▸ **Exercises**:
a - Determine whether each statement below agrees with the essay on Copenhagen. For each, answer yes or no and quote the deciding words of the essay exactly. (i) The landlady was 82 years old. (ii) The writer arrived in Copenhagen on Easter Sunday. (iii) Many flowers were in bloom in the King's Garden.
b - Extend the essay on Copenhagen below, beginning immediately after its final sentence.

If
Copenhagen were a person, that person would be generous, beautiful, elderly,
but with a flair. A human being that has certain propensities for quarreling,
filled with imagination and with appetite for the new and with respect for the
old - somebody who takes good care of things and of people.
Connie
Nielsen
It
appears that Ms. Nielsen was describing my Danish landlady when she said these
words. At the age of 82, Eva was standing outside her Osterbro home, wearing a
warm smile on that chilly morning. She was braving the cold wind to welcome me
to Copenhagen on the Monday after Easter. One look at her and I felt at home.
If you go from one of the most populous countries of the world to Scandinavia,
you marvel about many things. To begin with, octogenarian landladies who wear red
lipstick and ride bicycle, live alone, plant flowers, bake cakes and are perhaps
fitter than you. The warmth, pride in Danish culture coupled with eccentricity runs in all
streams of Danish life. It reflects in their majestic castles, their cuisine
and also in their quirky designs. But at some level the life is much evolved.
Luckily, I got to decipher this Danish puzzle in the best season of the year – spring.
Talking
of weather, April was supposed to be warm and welcoming. Then why there was this skin piercing cold wind
which not only moved the gorgeous windmills in the sea but also quaked my bones
covered with multiple layers of clothing. The trees on the road were bereft on
any leaves and the green grass below was only half awake after the harsh
winter. There were hardly any flowers in sight – even in the famous King’s
Garden. To my Indian mind, this was no spring.

▸ **Dataset content**:
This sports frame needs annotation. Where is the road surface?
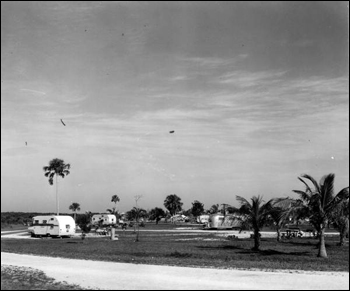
[1,252,349,290]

▸ **Per-task outputs**:
a -
(i) Yes: "At the age of 82, Eva was standing outside her Osterbro home"
(ii) No: "to welcome me to Copenhagen on the Monday after Easter"
(iii) No: "There were hardly any flowers in sight – even in the famous King’s Garden."

b -
For me
the first look of the city was of a deserted town. There were absolutely no
signs of humans on street. First I blamed it on winds, then on extended Easter
holidays. Finally on the third day, the
realization dawned that perhaps there are not many people in the city. Well,
this was true till the weekend came. As Helen Derbyl writes in her guide on
Denmark that the population is scant unless the weather is very sunny or the
Swedes very thirsty. So it was only on the first weekend that we saw people and
cycles – people on cycles and people walking on the streets…mostly to the beer bars .
It’s a strange capital city- a place
where pedestrian set the pace not the automobile traffic. It was rather common
to find in Copenhagen mothers safely parking baby carriages (or the famous
Christiania bikes with a cart to carry stuff/ babies in front) outside bakeries
while outdoor cafés fill with cappuccino-sippers, and super fit lanky Danes
pedal to work in lanes thick with bicycle traffic.
In my 11
minute walk to workplace in Mormovej every morning , it was a sheer delight to
face the crisp morning air punctuated by golden sunshine in the pedestrian
streets redolent of baked bread, baskets of organic strawberries and soap-scrubbed storefronts. If there's such
a thing as a heartwarming city sight, this was it!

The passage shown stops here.